= Beginning of Section =

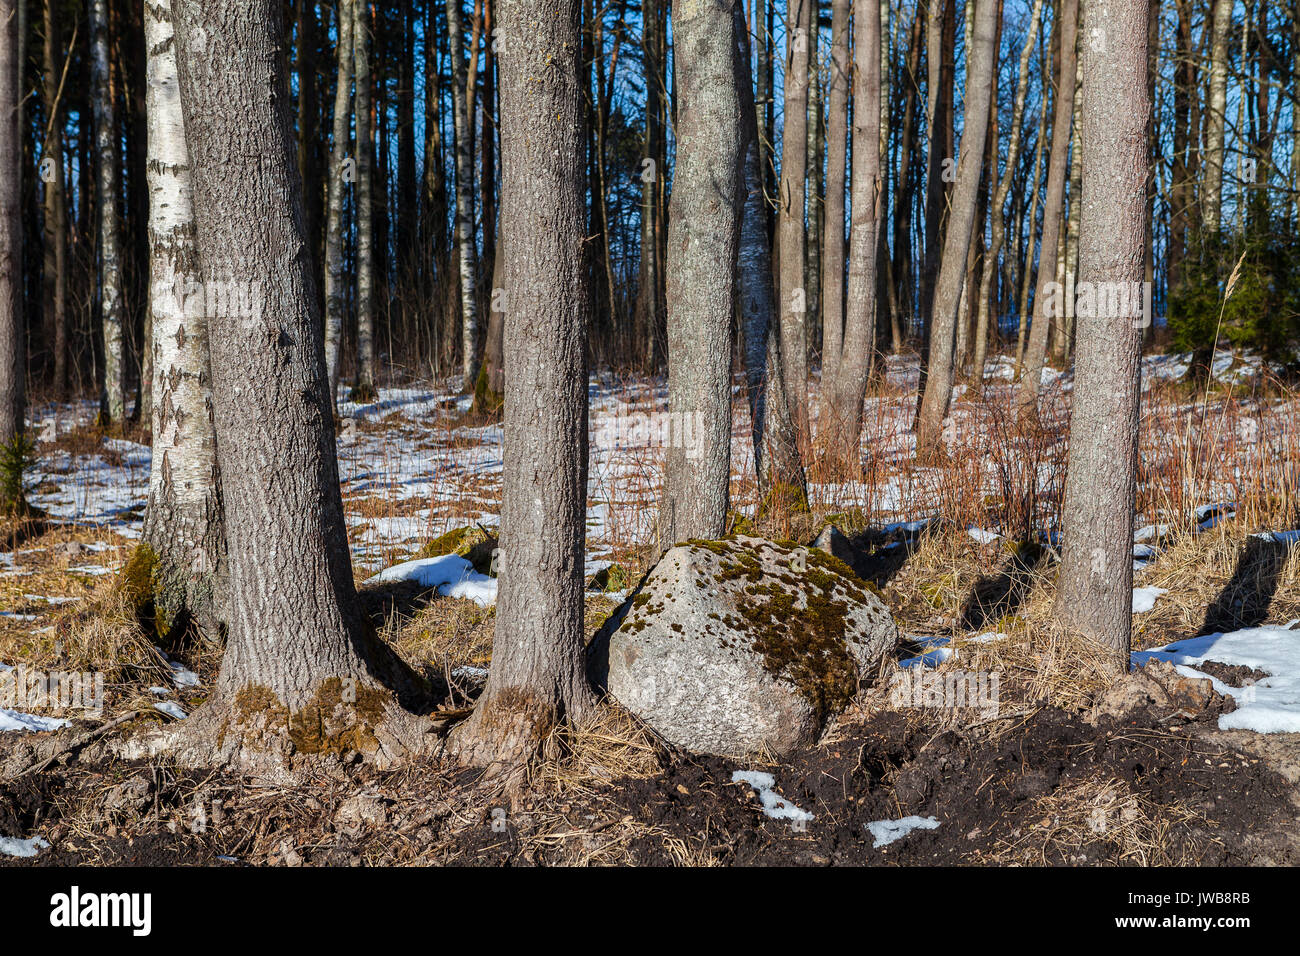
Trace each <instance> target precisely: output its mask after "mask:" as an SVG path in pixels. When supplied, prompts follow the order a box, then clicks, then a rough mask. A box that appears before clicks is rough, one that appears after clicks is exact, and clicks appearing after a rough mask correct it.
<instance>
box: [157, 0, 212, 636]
mask: <svg viewBox="0 0 1300 956" xmlns="http://www.w3.org/2000/svg"><path fill="white" fill-rule="evenodd" d="M144 44H146V51H147V74H146V94H144V96H146V99H144V108H146V114H147V117H148V165H147V170H148V173H147V176H148V189H149V222H148V238H149V313H151V316H152V317H151V326H152V339H151V343H149V347H151V350H152V352H153V363H152V364H153V388H152V397H153V406H152V408H151V415H152V419H151V429H152V433H153V462H152V467H151V471H149V497H148V507H147V510H146V512H144V533H143V537H144V541H146V542H147V544H148V545H149V546H151V548H152V549H153V555H155V558H156V562H157V563H156V570H155V574H153V581H155V583H153V604H155V610H156V614H157V620H159V623H160V624H161V627H162V630H165V631H168V632H172V633H185V631H186V630H187V626H188V624H190V623H194V624H195V626H198V628H199V630H200V632H203V633H205V635H207V636H209V637H211V639H213V640H220V639H221V630H220V617H221V615H220V609H218V601H220V598H221V597H222V596H224V592H225V589H224V584H222V575H224V571H225V532H224V528H222V519H221V497H220V489H218V480H217V450H216V434H214V432H213V425H212V378H211V369H209V363H208V324H207V323H208V320H207V311H205V298H207V297H205V295H204V287H203V285H201V276H200V273H199V254H198V248H196V247H195V234H194V193H192V186H191V177H190V157H188V152H187V150H186V139H185V121H183V118H182V113H181V95H179V88H178V85H177V73H175V38H174V34H173V27H172V9H170V7H169V5H165V4H157V3H146V4H144ZM214 291H220V290H214ZM213 298H216V297H213Z"/></svg>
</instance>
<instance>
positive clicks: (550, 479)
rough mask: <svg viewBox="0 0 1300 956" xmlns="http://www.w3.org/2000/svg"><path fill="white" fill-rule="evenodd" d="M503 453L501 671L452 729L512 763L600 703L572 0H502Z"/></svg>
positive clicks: (499, 622) (584, 132) (486, 751)
mask: <svg viewBox="0 0 1300 956" xmlns="http://www.w3.org/2000/svg"><path fill="white" fill-rule="evenodd" d="M499 23H500V34H499V40H498V47H497V53H498V56H499V74H500V87H499V88H500V112H502V116H500V134H502V142H500V150H502V209H504V211H506V212H507V215H504V216H502V246H503V247H504V248H506V250H508V251H510V255H511V265H510V299H508V302H507V303H506V304H507V313H506V324H507V328H506V336H504V346H506V421H504V436H503V446H502V457H503V459H504V462H506V470H504V492H503V501H502V519H500V532H502V535H500V558H502V561H500V591H499V596H498V601H497V633H495V636H494V639H493V661H491V672H490V674H489V676H487V685H486V687H485V688H484V693H482V696H481V697H480V698H478V702H477V705H476V708H474V713H473V714H472V715H471V718H469V719H468V721H467V722H465V723H464V724H461V726H460V727H459V728H458V730H456V732H455V734H454V735H452V741H451V744H452V748H454V749H455V750H456V753H458V754H459V756H460V758H461V760H464V761H467V762H469V763H474V765H485V766H497V767H500V769H510V770H516V769H519V767H520V766H521V765H523V763H524V761H526V760H528V757H530V756H532V754H533V753H534V752H536V750H537V748H538V747H539V745H541V743H542V740H543V739H545V737H546V735H547V734H549V732H550V730H551V728H552V727H554V726H555V724H556V723H558V722H559V721H563V719H565V718H569V719H580V718H582V717H584V715H585V713H586V711H588V710H589V708H590V706H591V695H590V689H589V687H588V683H586V676H585V671H584V644H585V641H584V633H582V550H584V531H585V525H584V520H585V512H586V442H588V433H586V432H588V429H586V326H588V321H589V319H590V313H591V306H590V298H589V297H590V293H589V287H588V280H586V271H585V256H584V251H582V237H584V235H585V228H586V216H585V208H586V202H585V199H586V185H585V182H584V179H585V177H584V160H585V146H586V131H585V129H584V126H585V122H584V109H585V103H584V92H582V83H581V81H580V73H578V56H580V51H581V47H582V43H581V34H580V18H578V0H500V5H499Z"/></svg>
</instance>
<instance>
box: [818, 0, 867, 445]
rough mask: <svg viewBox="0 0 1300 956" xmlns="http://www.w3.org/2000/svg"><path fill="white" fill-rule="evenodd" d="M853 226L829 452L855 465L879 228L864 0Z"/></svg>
mask: <svg viewBox="0 0 1300 956" xmlns="http://www.w3.org/2000/svg"><path fill="white" fill-rule="evenodd" d="M853 30H854V36H853V62H854V70H853V77H854V86H853V199H852V204H853V224H852V229H850V234H849V235H850V239H849V241H850V247H849V298H848V312H846V316H845V325H844V356H842V358H841V360H840V371H839V375H836V380H835V384H836V392H835V402H833V412H832V415H831V421H828V423H827V424H828V425H829V431H831V441H829V442H828V447H829V450H831V454H832V455H835V458H836V459H837V460H839V462H841V463H842V466H844V467H846V468H850V470H852V468H855V467H857V466H858V463H859V458H861V454H859V450H858V442H859V438H861V436H862V399H863V397H865V395H866V392H867V377H868V376H870V372H871V359H872V355H874V354H875V350H876V242H878V238H879V230H880V5H879V4H876V3H874V0H868V3H865V4H862V5H861V7H859V9H858V10H857V13H855V16H854V22H853Z"/></svg>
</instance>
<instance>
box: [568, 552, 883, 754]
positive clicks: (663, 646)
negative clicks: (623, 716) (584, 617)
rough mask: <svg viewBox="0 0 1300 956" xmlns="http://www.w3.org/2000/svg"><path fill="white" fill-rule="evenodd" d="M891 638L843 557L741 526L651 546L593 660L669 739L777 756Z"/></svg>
mask: <svg viewBox="0 0 1300 956" xmlns="http://www.w3.org/2000/svg"><path fill="white" fill-rule="evenodd" d="M897 643H898V631H897V627H896V626H894V622H893V618H892V617H891V614H889V611H888V609H887V607H885V606H884V605H883V604H881V602H880V600H879V598H878V597H876V596H875V594H872V593H871V592H870V591H868V589H867V588H866V587H863V584H862V581H861V580H858V579H857V578H855V576H854V575H853V572H852V571H850V570H849V568H848V567H846V566H845V564H844V563H842V562H840V561H839V559H836V558H835V557H832V555H829V554H827V553H824V551H822V550H818V549H807V548H800V546H797V545H793V544H792V545H784V544H777V542H774V541H767V540H763V538H757V537H744V536H741V537H735V538H728V540H724V541H686V542H684V544H680V545H677V546H676V548H673V549H671V550H669V551H668V553H667V554H664V557H663V558H662V559H660V561H659V563H658V564H656V566H655V568H654V570H653V571H651V572H650V575H649V576H647V578H646V580H645V583H643V584H642V587H641V588H640V591H638V592H637V593H636V594H633V596H632V598H629V601H628V602H627V605H625V606H624V609H621V611H620V613H619V614H617V615H615V617H614V618H611V620H610V623H608V624H606V628H604V631H602V633H601V635H599V636H598V637H597V641H595V644H594V645H593V648H594V658H593V671H594V676H595V678H597V680H599V682H603V684H604V687H607V689H608V691H610V693H611V695H612V696H614V697H615V698H617V701H619V702H620V704H623V706H625V708H627V709H628V710H630V711H632V713H634V714H637V715H638V717H640V718H641V719H643V721H645V722H646V723H649V724H650V726H651V727H653V728H654V730H655V731H658V732H659V734H660V735H662V736H663V737H666V739H667V740H669V741H672V743H673V744H677V745H679V747H684V748H686V749H690V750H695V752H701V753H714V754H719V756H727V757H740V756H745V754H749V753H758V752H768V753H772V754H776V756H780V754H785V753H789V752H792V750H794V749H797V748H798V747H802V745H805V744H809V743H811V741H814V740H815V739H816V736H818V735H819V734H820V730H822V727H823V726H824V723H826V721H827V719H828V718H831V717H833V715H836V714H839V713H841V711H842V710H844V709H845V708H846V706H848V705H849V701H850V700H852V698H853V696H854V695H855V693H857V692H858V688H859V687H861V685H862V683H863V682H870V680H871V679H872V678H874V676H875V675H876V672H878V671H879V669H880V662H881V659H883V658H884V657H885V656H887V654H889V653H891V652H892V650H893V649H894V646H896V645H897Z"/></svg>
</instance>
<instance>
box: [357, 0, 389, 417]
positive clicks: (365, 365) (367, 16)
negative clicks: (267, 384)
mask: <svg viewBox="0 0 1300 956" xmlns="http://www.w3.org/2000/svg"><path fill="white" fill-rule="evenodd" d="M351 7H352V14H354V22H352V65H354V70H355V74H356V393H355V394H354V395H352V399H354V401H356V402H372V401H374V398H376V397H377V393H376V390H374V381H376V378H374V365H376V359H374V311H376V302H374V299H376V295H374V285H376V282H377V281H378V274H377V267H376V251H377V250H376V238H374V133H376V130H374V117H376V116H382V112H378V111H373V109H372V101H373V92H372V86H370V83H372V79H370V4H369V3H368V0H352V4H351ZM381 195H382V193H381Z"/></svg>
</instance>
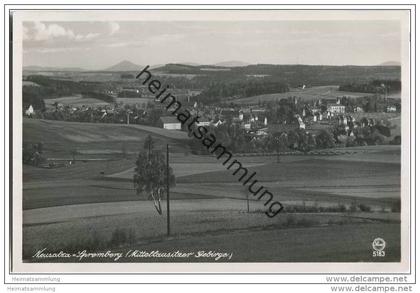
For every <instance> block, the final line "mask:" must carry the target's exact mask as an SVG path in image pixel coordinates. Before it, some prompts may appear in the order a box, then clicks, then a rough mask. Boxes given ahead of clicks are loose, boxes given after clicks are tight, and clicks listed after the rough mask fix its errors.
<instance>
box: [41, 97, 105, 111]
mask: <svg viewBox="0 0 420 293" xmlns="http://www.w3.org/2000/svg"><path fill="white" fill-rule="evenodd" d="M54 103H59V104H62V105H64V106H74V107H80V106H83V105H85V106H106V105H109V103H107V102H104V101H102V100H98V99H94V98H84V97H82V95H74V96H69V97H61V98H55V99H45V106H47V108H53V107H54Z"/></svg>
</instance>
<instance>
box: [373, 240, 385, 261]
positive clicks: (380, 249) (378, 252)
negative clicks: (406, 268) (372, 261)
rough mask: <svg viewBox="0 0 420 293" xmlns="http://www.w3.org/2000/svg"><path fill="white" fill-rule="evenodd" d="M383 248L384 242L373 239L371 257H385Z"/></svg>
mask: <svg viewBox="0 0 420 293" xmlns="http://www.w3.org/2000/svg"><path fill="white" fill-rule="evenodd" d="M385 246H386V242H385V240H383V239H382V238H375V239H374V240H373V242H372V248H373V252H372V256H373V257H378V256H379V257H383V256H385Z"/></svg>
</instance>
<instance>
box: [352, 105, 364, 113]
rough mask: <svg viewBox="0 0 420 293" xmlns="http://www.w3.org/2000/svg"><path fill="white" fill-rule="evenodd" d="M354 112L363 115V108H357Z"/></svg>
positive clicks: (355, 107) (355, 109) (360, 107)
mask: <svg viewBox="0 0 420 293" xmlns="http://www.w3.org/2000/svg"><path fill="white" fill-rule="evenodd" d="M354 112H355V113H363V108H362V107H360V106H357V107H355V108H354Z"/></svg>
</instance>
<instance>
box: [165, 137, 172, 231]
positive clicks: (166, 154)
mask: <svg viewBox="0 0 420 293" xmlns="http://www.w3.org/2000/svg"><path fill="white" fill-rule="evenodd" d="M166 223H167V232H168V236H169V235H171V218H170V210H169V144H167V145H166Z"/></svg>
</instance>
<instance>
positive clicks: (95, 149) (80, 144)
mask: <svg viewBox="0 0 420 293" xmlns="http://www.w3.org/2000/svg"><path fill="white" fill-rule="evenodd" d="M149 134H150V135H152V137H153V138H154V139H156V140H157V145H160V146H162V147H163V146H164V145H165V144H166V143H170V144H171V145H172V147H173V148H174V149H175V150H177V151H182V150H184V149H185V146H184V144H185V143H184V142H185V140H187V139H188V137H187V135H186V133H184V132H181V131H170V130H166V129H162V128H156V127H150V126H143V125H124V124H101V123H79V122H63V121H49V120H35V119H24V121H23V142H24V143H40V142H41V143H43V144H44V151H45V153H46V156H47V157H49V158H62V159H70V158H71V152H72V151H77V152H80V154H81V155H82V156H79V158H89V157H94V156H95V154H103V153H104V152H105V153H106V152H108V153H112V152H115V151H117V152H120V153H122V152H123V151H125V152H130V151H132V152H133V151H136V152H138V150H139V149H141V148H142V147H143V143H144V139H145V138H146V136H147V135H149ZM83 154H85V155H84V156H83ZM88 154H91V155H90V156H88Z"/></svg>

= End of Section =

The required output is the stretch of entries above from the line containing "positive clicks: (550, 479)" through the line containing "453L501 671L452 729L512", reproduced exactly.

positive clicks: (550, 479)
rough mask: <svg viewBox="0 0 1300 956" xmlns="http://www.w3.org/2000/svg"><path fill="white" fill-rule="evenodd" d="M503 453L501 671L452 729L512 763L600 703L572 0H502Z"/></svg>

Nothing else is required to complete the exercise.